Quelques jours vécus en Espagne, sur le Chemin, et ce qui me frappe pour le moment, c’est le mode « auberge espagnole » des auberges de pèlerins sur le Chemin. J’ignore si l’expression vient de là ou non, mais ça serait bien possible.

 

Au bout de quelques jours, donc, on revoit les mêmes têtes, beaucoup de pèlerins de toutes les nationalités venant pour faire le Camino Francès, des Pyrénées à Saint-Jacques. Comme en France, on traverse des petits villages qui semblent parfois ne vivre qu’à l’heure du Camino, avec les pèlerins, leur « mode de vie » et leurs horaires.

 

Exemples en images :

Hier, à Villamayor de Monjardin, petit village d’une centaine d’habitants, et 2 « albergues » (équivalent du gîte d’étapes) et 1 « casa rural » (d’après ce que j’en comprends, c’est plutôt la version chambre d’hôtes). Au total, la capacité d’accueil des pèlerins est de 50. Hier, c’était complet et ça débordait.

Un village pris d'assaut par les pèlerins...

Un village pris d’assaut par les pèlerins…

Ça, c’est une albergue « completo », après la douche et la lessive de tout le monde : nonchalance en tongs bienvenue, les petites culottes et les chaussettes en arrière plan. Au bar du village (un seul bar, qui fait restaurant avec son « menu pèlerin »), le reste des habitants d’un soir attaque l’apéro, ou le second apéro, ou le troisième… Certains préfèrent trinquer sur la place du village, avec le vin tiré de la fontaine de vin croisée dans la journée.

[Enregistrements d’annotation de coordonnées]
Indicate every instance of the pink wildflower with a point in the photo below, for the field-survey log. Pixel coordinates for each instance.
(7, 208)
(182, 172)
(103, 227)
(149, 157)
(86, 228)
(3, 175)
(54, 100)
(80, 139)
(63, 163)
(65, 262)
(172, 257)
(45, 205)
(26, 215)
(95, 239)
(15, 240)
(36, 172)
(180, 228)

* [CONSIGNES]
a - Transcris le passage du récit de voyage sur le Chemin compris entre « Hier, à Villamayor » et « et ça débordait. », bornes incluses.
b - Selon le récit de voyage sur le Chemin, quelle est la capacité d’accueil totale des pèlerins à Villamayor de Monjardin ?
Réponds en t’appuyant uniquement sur le récit de voyage sur le Chemin.

* [CORRIGÉ]
a -
Hier, à Villamayor de Monjardin, petit village d’une centaine d’habitants, et 2 « albergues » (équivalent du gîte d’étapes) et 1 « casa rural » (d’après ce que j’en comprends, c’est plutôt la version chambre d’hôtes). Au total, la capacité d’accueil des pèlerins est de 50. Hier, c’était complet et ça débordait.

b - Elle est de 50 pèlerins.